Trabalho a fazer — Pode reproduzir todas as linhas das entradas abaixo, incluindo os pedidos, reescalando cada coordenada das caixas delimitadoras nas respostas (multiplicada por 2,55 e arredondada ao número inteiro mais próximo, com as metades para cima)?

[Itens de uma coleção de rotulagem]
○ ○ ○

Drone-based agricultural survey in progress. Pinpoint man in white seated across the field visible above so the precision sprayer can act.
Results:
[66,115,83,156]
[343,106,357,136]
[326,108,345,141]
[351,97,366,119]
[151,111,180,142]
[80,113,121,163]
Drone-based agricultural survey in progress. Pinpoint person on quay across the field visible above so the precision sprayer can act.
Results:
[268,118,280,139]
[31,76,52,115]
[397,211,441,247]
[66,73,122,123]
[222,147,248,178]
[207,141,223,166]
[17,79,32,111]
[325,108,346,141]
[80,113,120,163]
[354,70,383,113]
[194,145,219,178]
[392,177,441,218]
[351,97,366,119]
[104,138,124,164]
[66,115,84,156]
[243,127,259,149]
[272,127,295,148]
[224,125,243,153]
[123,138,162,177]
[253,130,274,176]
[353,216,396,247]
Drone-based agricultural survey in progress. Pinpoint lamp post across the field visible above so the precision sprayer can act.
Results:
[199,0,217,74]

○ ○ ○

Resolução do exercício —
Drone-based agricultural survey in progress. Pinpoint man in white seated across the field visible above so the precision sprayer can act.
Results:
[168,293,212,398]
[875,270,910,347]
[831,275,880,360]
[895,247,933,303]
[385,283,459,362]
[204,288,309,416]
Drone-based agricultural survey in progress. Pinpoint person on quay across the field visible above so the precision sprayer can act.
Results:
[683,301,714,354]
[79,194,133,293]
[1012,538,1125,630]
[168,186,311,314]
[566,375,632,454]
[528,360,569,423]
[43,201,82,283]
[829,275,882,360]
[204,288,306,416]
[903,179,977,288]
[495,370,558,454]
[1000,451,1125,556]
[895,247,933,303]
[265,352,316,418]
[168,293,214,398]
[620,324,660,380]
[694,324,752,377]
[571,319,620,390]
[314,352,413,451]
[645,332,699,449]
[900,551,1010,630]
Drone-based agricultural survey in progress. Pinpoint lamp post across the field visible above so the precision sprayer can act.
Results:
[507,0,553,189]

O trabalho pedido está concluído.